### Directive
Rewrite the stretch of the listing that opens with the line containing "Confirm that each instance of the reflection" and closes with the line containing "pixel 455 150", changing "green foliage" to "green leaves" and keeping everything else the same. Return only those lines.

Extracted data entries

□ □ □

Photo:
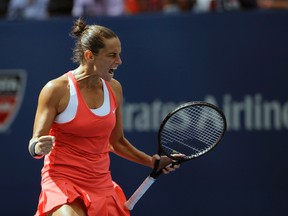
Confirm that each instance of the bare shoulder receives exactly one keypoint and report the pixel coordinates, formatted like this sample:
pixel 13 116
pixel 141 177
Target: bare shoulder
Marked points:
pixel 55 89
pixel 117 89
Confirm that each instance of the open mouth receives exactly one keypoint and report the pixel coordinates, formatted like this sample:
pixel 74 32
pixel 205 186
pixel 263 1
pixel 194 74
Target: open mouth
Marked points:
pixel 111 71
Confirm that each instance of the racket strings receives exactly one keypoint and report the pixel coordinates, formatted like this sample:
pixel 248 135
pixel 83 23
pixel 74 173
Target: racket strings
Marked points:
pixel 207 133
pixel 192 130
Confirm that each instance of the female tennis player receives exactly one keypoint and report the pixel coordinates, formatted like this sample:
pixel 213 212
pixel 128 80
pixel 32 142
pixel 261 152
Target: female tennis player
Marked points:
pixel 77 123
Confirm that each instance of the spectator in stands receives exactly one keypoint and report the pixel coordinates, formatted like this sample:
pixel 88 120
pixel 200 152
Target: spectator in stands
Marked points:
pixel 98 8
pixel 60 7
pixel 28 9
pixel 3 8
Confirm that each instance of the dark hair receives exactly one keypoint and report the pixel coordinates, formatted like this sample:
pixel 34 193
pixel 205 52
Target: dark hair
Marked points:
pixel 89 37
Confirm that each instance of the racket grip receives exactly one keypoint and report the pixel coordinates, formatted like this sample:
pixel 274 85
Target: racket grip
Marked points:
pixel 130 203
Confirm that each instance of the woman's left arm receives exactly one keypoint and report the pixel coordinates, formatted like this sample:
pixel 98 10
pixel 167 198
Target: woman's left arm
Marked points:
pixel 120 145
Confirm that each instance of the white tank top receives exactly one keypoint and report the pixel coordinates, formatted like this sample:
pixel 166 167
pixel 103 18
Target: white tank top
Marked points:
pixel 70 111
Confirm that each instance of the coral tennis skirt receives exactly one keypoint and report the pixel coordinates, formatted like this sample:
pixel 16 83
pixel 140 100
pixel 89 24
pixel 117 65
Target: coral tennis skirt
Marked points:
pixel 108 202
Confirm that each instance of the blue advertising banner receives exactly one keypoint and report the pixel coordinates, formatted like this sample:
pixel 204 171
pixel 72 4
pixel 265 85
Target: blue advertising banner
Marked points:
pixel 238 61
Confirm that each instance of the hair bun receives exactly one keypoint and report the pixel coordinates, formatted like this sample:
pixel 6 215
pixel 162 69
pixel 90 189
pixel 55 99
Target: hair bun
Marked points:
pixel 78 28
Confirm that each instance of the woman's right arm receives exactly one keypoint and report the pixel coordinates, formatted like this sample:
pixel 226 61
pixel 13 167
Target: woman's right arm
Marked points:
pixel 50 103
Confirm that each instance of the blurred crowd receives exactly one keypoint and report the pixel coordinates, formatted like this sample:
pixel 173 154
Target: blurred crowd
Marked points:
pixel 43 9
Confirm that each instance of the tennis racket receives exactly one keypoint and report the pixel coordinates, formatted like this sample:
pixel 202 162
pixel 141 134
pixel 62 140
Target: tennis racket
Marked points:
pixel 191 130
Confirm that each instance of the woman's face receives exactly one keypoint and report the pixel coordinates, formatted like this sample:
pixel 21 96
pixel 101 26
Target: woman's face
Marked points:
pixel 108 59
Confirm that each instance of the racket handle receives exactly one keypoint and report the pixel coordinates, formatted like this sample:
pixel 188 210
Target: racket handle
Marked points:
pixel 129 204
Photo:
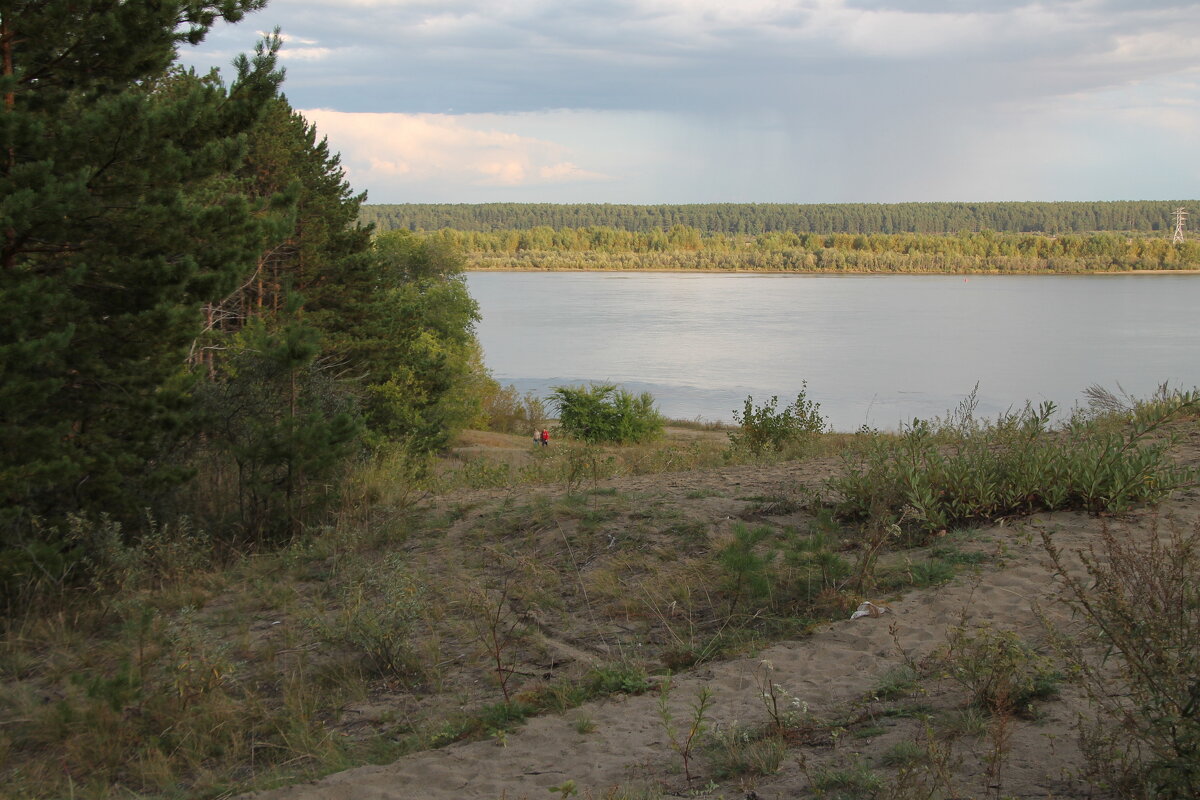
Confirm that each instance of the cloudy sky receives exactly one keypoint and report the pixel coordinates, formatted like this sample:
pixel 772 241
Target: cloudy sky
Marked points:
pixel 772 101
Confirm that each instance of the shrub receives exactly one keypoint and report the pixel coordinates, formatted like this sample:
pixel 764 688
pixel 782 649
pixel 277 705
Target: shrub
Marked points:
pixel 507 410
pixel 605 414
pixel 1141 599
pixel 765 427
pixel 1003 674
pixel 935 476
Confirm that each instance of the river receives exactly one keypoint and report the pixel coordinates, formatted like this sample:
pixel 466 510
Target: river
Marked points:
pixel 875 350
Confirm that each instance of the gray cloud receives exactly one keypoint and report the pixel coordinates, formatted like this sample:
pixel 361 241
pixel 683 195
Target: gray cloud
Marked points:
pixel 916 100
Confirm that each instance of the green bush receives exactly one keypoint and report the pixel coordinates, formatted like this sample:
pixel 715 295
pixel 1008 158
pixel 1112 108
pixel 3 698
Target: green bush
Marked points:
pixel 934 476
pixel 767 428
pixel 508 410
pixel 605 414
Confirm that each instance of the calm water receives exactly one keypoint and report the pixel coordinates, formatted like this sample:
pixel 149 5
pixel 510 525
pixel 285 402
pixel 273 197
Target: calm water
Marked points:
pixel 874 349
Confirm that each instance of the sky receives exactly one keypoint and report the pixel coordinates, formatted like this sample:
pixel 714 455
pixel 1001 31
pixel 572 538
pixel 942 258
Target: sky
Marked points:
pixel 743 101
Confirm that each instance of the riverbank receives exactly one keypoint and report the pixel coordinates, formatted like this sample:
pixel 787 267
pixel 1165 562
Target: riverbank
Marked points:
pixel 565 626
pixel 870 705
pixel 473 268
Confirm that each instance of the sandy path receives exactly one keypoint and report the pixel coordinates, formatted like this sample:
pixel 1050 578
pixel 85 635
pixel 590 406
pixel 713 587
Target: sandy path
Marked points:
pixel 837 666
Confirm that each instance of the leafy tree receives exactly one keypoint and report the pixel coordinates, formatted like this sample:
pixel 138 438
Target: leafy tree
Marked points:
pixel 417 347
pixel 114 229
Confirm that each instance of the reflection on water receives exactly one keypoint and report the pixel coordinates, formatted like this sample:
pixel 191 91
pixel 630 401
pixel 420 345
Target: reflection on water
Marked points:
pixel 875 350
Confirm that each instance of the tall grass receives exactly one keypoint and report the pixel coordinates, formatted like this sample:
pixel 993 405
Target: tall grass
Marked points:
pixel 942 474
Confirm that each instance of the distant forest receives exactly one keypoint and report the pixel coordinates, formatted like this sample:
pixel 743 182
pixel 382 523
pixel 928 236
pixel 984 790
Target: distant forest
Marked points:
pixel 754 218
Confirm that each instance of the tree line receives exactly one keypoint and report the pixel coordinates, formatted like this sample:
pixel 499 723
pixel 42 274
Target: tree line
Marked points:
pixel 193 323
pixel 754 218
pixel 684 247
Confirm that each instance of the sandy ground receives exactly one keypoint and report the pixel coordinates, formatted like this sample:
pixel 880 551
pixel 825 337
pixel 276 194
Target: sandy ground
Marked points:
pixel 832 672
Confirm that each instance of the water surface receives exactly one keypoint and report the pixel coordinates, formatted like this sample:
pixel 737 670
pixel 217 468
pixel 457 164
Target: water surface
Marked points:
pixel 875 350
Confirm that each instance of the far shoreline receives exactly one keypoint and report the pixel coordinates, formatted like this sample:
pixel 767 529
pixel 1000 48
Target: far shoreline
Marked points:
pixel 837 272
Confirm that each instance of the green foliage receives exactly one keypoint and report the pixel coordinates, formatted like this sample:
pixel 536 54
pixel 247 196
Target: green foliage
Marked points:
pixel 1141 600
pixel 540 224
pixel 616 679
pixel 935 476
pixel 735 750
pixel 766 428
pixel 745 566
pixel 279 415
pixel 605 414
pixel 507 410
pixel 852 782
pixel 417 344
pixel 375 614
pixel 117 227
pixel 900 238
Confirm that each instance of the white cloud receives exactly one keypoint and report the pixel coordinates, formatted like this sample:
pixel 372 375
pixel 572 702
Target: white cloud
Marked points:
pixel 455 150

□ □ □

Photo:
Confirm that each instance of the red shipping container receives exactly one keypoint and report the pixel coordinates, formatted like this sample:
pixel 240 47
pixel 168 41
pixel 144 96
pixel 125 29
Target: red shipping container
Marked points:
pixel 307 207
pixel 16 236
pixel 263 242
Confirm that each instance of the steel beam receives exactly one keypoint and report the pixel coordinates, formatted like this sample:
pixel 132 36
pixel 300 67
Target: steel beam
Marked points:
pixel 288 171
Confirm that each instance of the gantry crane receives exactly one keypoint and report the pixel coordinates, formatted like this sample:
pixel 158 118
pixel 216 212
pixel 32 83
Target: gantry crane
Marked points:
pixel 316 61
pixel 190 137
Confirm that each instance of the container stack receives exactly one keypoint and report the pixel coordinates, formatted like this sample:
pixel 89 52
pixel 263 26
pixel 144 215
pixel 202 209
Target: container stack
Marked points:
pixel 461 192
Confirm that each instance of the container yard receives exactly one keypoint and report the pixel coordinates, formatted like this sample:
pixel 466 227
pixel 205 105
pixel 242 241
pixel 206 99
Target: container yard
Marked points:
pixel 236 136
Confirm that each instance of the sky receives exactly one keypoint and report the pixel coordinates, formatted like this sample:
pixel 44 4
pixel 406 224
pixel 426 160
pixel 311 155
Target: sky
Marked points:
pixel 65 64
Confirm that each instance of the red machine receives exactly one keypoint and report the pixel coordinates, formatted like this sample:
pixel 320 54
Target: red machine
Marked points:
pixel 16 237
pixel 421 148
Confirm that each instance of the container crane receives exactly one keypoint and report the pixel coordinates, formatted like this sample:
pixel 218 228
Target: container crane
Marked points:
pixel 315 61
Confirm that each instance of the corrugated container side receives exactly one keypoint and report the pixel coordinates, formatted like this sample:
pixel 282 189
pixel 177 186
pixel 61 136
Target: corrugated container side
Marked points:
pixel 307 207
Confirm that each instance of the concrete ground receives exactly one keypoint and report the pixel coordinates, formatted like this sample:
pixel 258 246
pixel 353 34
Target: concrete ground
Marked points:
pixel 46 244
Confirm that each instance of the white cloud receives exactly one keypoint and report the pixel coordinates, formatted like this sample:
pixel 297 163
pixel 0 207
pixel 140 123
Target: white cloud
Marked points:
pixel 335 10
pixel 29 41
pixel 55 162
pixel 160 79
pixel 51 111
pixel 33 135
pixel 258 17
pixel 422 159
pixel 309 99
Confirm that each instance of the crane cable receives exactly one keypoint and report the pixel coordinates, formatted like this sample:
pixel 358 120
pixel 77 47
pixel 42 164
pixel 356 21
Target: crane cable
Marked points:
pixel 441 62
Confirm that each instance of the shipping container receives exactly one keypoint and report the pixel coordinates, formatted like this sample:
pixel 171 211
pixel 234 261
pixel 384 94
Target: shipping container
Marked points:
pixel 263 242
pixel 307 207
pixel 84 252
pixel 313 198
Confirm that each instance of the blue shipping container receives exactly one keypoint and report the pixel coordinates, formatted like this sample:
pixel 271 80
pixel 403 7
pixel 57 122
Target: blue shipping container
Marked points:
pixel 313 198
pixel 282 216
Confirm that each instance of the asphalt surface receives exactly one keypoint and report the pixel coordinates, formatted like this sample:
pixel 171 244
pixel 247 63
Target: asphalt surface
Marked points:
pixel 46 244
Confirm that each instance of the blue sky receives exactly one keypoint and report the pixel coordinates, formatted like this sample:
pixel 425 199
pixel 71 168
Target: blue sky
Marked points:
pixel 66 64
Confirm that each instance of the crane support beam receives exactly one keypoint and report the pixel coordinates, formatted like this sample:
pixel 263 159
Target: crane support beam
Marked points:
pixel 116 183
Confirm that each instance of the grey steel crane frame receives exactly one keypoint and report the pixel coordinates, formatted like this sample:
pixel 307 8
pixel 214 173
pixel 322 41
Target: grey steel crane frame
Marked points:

□ □ □

### Final result
Confirm that each instance of the reflection on water receives exactly one keypoint and report the pixel coordinates, formatted like this sample:
pixel 191 91
pixel 630 401
pixel 420 345
Target: reflection on water
Marked points:
pixel 875 350
Confirm that each instance of the tall grass receives exactly one keypoint and report the pixel coordinates, formatted like this sample:
pixel 993 405
Target: tall grass
Marked points:
pixel 942 474
Confirm that each instance of the distant forest receives exactly one keypoint and report the pixel coordinates, formatted like this sample:
pixel 743 182
pixel 382 523
pixel 928 236
pixel 984 790
Target: distant forest
Marked points:
pixel 754 218
Confirm that each instance of the tree line receives exactly one keypoint and report the pixel coordinates, formatted like this sample:
pixel 499 723
pixel 42 274
Target: tree line
Marked points:
pixel 193 323
pixel 754 218
pixel 684 247
Confirm that each instance of the sandy ground receives exactly one keypoint and report the pixel coordinates, formatted like this sample:
pixel 880 551
pixel 825 337
pixel 276 194
Target: sandy ground
Marked points:
pixel 832 672
Confirm that each instance of the water surface receives exactly one keypoint and report the pixel coordinates, formatted like this sample:
pixel 737 670
pixel 217 468
pixel 457 164
Target: water surface
Marked points:
pixel 875 350
Confirm that each instance of the far shoreline receives exactly one keypoint and report the pixel coordinates, formatted like this sample:
pixel 767 529
pixel 1000 48
Target: far shoreline
Marked points:
pixel 837 272
Confirm that each instance of the green leaves receives exactly one keypoint and report the pixel coordinates, formatted like this sample:
pixel 536 54
pixel 247 196
Target: green leaves
Marked points:
pixel 1141 600
pixel 540 224
pixel 616 679
pixel 935 476
pixel 735 750
pixel 766 428
pixel 745 566
pixel 279 415
pixel 605 414
pixel 507 410
pixel 852 782
pixel 417 344
pixel 375 614
pixel 117 227
pixel 900 238
Confirm that each instance of the white cloud receives exactly one keypoint and report the pixel coordinates, formatted like this sample:
pixel 372 375
pixel 572 702
Target: white cloud
Marked points:
pixel 455 150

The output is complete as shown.